___ Material supplied ___

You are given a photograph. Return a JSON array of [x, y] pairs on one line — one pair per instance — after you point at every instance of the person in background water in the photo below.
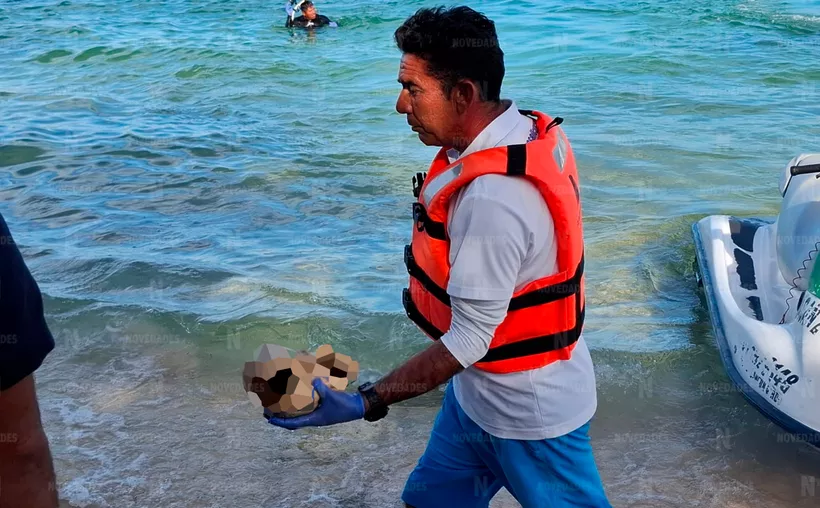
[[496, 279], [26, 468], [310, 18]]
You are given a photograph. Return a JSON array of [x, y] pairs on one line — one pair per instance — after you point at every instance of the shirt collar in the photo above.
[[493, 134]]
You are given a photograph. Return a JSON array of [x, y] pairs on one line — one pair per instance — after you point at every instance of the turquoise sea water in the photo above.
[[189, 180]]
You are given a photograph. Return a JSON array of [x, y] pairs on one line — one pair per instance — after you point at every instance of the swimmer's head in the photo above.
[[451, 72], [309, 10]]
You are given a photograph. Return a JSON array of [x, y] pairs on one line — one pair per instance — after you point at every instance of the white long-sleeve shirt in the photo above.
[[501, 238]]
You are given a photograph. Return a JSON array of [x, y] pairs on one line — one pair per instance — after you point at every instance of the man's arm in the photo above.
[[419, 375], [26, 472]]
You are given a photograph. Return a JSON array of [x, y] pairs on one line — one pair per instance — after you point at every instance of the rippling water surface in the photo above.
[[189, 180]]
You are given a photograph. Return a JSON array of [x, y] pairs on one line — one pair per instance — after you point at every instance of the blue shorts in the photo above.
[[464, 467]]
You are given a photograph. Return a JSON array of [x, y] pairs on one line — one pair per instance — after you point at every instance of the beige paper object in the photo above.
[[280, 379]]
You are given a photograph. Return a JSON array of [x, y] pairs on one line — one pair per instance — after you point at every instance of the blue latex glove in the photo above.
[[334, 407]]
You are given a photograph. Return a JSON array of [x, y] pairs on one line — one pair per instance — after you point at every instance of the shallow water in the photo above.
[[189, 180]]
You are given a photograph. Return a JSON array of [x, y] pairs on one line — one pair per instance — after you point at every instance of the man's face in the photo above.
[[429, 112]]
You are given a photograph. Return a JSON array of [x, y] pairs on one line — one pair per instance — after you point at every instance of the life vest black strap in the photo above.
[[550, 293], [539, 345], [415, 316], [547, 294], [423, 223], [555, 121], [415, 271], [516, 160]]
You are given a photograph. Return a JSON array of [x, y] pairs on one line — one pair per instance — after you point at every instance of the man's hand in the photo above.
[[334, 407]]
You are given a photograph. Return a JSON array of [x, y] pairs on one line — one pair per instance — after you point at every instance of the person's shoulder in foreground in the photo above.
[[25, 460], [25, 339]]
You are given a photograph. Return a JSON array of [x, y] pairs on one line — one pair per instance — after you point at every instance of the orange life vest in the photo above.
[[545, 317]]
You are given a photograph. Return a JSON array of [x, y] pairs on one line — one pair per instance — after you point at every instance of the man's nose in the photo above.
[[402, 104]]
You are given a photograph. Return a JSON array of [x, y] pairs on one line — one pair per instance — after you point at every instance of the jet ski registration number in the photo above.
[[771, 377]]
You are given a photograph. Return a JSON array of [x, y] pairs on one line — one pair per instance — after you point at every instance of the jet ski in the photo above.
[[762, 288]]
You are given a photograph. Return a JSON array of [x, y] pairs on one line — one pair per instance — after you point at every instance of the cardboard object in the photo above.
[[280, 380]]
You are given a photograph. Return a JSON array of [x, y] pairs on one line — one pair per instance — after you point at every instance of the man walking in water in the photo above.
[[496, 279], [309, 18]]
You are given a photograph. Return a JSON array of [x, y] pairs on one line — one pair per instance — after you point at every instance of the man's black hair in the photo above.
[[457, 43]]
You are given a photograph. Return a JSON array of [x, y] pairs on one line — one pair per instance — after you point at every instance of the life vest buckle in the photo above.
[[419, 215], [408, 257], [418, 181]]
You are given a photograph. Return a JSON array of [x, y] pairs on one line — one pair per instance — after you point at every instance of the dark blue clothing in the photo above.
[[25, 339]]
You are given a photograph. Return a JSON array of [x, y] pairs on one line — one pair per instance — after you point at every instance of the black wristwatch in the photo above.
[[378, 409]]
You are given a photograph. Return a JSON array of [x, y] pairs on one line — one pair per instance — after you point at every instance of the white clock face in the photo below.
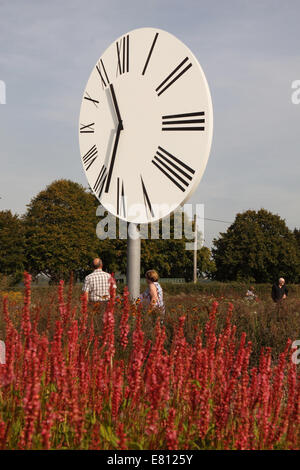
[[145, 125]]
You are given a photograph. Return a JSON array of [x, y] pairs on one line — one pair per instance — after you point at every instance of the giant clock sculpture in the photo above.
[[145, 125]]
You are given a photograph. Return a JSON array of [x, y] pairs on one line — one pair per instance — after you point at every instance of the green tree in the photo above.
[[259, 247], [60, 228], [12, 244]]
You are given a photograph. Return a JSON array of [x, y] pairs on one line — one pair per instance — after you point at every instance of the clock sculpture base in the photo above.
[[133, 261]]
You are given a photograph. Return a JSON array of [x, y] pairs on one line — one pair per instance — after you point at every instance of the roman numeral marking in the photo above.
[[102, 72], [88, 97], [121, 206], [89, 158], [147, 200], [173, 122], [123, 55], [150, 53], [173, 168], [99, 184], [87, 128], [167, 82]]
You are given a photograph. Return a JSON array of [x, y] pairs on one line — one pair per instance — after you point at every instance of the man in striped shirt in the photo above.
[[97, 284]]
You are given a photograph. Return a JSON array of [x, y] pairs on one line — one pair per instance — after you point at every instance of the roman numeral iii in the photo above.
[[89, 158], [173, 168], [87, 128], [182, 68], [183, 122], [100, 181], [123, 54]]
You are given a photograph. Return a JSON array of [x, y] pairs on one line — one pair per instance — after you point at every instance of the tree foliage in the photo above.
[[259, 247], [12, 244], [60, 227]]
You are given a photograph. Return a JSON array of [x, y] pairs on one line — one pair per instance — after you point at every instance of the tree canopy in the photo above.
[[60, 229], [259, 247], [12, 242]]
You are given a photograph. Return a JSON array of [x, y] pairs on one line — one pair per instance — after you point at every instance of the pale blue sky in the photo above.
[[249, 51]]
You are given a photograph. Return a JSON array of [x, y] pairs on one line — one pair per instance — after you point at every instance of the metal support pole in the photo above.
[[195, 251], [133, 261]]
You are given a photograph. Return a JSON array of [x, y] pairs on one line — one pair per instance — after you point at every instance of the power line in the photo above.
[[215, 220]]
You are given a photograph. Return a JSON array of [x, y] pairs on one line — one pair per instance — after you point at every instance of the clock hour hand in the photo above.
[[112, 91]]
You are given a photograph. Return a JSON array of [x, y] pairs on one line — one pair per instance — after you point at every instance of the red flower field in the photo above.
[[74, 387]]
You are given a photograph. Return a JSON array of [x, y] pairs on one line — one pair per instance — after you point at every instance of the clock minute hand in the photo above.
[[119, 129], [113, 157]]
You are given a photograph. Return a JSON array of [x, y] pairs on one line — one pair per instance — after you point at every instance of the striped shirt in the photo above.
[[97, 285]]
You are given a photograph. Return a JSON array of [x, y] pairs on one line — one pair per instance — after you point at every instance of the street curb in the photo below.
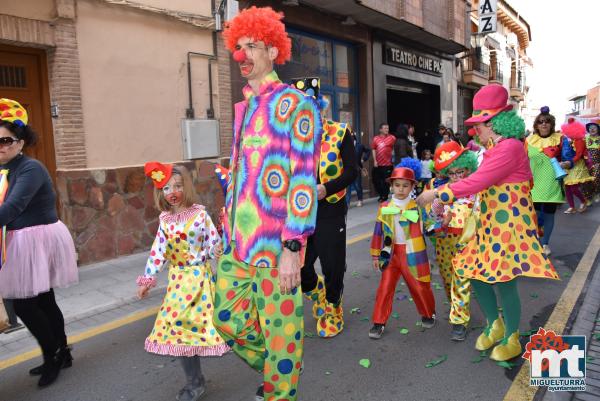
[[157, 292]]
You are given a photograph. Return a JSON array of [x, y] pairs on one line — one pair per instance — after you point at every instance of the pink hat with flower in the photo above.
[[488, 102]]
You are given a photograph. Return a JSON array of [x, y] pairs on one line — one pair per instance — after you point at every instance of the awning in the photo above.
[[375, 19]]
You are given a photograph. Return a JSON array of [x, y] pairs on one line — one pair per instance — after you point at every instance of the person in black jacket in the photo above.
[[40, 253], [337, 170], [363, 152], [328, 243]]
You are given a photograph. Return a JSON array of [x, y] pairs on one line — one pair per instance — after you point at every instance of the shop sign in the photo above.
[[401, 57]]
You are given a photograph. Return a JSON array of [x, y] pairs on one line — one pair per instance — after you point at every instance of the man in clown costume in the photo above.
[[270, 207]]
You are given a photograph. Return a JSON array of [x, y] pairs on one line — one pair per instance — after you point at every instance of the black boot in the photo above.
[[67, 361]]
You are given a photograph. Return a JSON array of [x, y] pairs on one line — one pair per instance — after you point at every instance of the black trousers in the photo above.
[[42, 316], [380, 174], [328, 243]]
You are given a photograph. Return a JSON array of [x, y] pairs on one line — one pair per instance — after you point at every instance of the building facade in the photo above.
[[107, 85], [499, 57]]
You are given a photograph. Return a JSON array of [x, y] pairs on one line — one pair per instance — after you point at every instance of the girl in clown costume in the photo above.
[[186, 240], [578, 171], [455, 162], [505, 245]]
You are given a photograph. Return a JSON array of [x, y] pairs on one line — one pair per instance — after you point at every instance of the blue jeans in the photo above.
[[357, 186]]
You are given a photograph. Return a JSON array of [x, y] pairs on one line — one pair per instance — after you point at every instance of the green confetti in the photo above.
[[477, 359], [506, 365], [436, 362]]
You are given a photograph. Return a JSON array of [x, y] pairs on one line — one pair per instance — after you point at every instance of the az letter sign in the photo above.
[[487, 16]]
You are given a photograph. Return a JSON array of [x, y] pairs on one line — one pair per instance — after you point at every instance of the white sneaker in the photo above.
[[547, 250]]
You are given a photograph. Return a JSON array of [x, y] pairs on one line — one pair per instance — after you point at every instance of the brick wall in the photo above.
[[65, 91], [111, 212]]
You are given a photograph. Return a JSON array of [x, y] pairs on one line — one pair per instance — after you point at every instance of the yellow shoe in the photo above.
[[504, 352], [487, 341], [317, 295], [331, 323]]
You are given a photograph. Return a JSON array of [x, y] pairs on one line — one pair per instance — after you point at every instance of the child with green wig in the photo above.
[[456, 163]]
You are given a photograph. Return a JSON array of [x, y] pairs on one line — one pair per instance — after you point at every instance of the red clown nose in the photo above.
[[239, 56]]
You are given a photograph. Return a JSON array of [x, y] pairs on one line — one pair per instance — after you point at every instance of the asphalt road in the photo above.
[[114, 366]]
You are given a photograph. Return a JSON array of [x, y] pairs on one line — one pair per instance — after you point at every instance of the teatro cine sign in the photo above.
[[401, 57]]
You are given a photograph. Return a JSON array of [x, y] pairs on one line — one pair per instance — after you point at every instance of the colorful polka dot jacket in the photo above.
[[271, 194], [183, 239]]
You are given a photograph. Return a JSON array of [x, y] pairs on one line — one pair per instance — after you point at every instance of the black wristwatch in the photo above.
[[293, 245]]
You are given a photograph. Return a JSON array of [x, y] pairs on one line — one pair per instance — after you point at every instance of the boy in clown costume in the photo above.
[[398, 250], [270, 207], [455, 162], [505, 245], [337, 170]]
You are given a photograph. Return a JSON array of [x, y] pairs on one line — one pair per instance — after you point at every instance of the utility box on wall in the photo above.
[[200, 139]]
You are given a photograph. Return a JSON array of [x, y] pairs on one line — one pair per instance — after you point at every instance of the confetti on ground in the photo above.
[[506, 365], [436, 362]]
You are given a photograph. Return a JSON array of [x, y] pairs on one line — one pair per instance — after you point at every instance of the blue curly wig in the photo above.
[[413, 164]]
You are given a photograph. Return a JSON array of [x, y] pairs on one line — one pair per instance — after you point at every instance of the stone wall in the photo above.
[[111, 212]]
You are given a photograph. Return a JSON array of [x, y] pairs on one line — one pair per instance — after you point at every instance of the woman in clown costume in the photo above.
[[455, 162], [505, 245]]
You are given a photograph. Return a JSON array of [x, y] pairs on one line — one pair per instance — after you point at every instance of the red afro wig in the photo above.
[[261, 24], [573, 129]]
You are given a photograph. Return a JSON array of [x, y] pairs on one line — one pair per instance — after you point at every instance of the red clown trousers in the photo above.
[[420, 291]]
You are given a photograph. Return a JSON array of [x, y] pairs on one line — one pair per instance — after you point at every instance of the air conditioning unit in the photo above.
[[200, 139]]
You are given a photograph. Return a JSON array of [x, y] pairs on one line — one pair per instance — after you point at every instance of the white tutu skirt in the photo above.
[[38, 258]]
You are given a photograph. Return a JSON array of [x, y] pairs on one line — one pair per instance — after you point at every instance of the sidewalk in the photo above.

___

Task prompt
Nothing but the lines from the one containing "skirt in the photo above." through the last line of the listing should be output, each exactly as written.

Solution to the exercise
You are given a photograph. Return a JSON array of [x, y] pairs on one line — one pair per instance — after you point at every instance of the white tutu skirt in the photo above.
[[38, 258]]
You are given a photograph. Return a JSON array of [x, y] pairs on one line — one pair per instance — after you point at every instance of the sidewalk in the photo above.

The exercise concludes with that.